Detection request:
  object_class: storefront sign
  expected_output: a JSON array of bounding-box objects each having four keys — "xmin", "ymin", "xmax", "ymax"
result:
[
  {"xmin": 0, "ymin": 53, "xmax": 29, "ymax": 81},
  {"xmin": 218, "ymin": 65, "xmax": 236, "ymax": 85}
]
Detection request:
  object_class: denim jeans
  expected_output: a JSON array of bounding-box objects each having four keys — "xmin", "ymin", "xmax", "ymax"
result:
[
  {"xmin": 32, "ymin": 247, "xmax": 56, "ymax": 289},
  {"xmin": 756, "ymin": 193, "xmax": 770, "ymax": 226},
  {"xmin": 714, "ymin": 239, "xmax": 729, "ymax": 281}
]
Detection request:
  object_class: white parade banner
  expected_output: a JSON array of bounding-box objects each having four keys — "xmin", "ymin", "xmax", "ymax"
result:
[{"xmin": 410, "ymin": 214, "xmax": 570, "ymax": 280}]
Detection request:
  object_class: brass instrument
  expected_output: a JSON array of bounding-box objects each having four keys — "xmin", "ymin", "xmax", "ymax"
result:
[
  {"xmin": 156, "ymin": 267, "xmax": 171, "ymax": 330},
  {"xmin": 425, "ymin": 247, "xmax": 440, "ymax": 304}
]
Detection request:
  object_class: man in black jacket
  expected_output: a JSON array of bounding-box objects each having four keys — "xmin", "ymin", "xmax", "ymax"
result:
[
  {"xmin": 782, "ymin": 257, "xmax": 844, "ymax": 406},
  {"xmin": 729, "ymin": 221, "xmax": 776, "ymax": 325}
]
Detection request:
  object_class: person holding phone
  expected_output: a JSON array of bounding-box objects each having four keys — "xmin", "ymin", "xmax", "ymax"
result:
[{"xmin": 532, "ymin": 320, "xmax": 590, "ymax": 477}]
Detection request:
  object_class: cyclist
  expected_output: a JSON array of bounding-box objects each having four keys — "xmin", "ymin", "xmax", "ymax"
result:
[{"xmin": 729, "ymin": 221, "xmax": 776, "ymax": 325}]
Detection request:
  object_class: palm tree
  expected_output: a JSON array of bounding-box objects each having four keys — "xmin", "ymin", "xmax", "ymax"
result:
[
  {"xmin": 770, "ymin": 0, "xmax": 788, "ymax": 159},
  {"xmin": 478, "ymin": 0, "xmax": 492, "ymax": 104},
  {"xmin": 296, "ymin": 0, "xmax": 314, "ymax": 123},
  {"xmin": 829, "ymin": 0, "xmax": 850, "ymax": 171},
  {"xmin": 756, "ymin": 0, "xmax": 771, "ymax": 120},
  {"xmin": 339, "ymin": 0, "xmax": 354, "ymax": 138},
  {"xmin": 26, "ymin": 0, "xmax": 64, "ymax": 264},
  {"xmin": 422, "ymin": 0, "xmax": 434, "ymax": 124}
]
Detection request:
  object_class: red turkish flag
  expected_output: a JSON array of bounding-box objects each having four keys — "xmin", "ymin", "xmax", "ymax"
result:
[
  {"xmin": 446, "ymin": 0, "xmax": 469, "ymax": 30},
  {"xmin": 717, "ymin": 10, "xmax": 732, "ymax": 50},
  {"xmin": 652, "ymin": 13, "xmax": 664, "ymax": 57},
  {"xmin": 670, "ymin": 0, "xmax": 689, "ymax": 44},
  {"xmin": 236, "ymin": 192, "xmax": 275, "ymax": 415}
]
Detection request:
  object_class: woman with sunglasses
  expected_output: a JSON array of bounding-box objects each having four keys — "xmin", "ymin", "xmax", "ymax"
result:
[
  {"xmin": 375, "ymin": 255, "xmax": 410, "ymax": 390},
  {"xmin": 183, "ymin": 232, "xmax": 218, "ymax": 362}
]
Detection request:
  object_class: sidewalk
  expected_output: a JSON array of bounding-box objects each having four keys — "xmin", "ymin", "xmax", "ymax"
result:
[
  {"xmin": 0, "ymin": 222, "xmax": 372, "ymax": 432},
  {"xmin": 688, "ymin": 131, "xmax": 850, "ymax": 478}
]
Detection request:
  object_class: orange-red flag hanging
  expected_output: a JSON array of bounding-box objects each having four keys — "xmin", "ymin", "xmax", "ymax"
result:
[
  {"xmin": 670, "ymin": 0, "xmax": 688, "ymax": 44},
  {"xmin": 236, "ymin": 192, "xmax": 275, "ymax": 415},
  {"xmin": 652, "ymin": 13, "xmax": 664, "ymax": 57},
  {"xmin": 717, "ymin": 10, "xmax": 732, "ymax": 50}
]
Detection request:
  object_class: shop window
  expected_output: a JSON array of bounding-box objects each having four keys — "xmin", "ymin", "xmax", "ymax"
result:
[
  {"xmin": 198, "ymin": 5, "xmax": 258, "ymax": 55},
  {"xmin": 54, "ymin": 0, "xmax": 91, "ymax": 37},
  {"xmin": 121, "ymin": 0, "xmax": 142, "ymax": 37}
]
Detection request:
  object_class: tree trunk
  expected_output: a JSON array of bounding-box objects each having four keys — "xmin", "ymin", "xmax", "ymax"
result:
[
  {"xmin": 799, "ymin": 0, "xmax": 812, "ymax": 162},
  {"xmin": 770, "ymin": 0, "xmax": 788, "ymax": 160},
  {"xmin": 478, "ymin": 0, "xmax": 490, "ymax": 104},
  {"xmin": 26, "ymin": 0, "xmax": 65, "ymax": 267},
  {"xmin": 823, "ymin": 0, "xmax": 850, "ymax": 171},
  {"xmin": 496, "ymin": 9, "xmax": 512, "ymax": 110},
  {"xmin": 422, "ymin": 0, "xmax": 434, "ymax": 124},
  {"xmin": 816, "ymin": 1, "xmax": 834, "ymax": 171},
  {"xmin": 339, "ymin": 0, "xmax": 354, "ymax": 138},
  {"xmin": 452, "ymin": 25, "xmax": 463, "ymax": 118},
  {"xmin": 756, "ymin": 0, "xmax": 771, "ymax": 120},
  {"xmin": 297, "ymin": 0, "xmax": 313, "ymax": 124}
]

**INSTRUCTION:**
Please report, in full, every line of the listing above that contains the word "flag". Matching is case-sensitive.

**SOLUTION TO THIS EXERCISE:**
  object_class: red turkish flag
  object_class: orange-red flag hanging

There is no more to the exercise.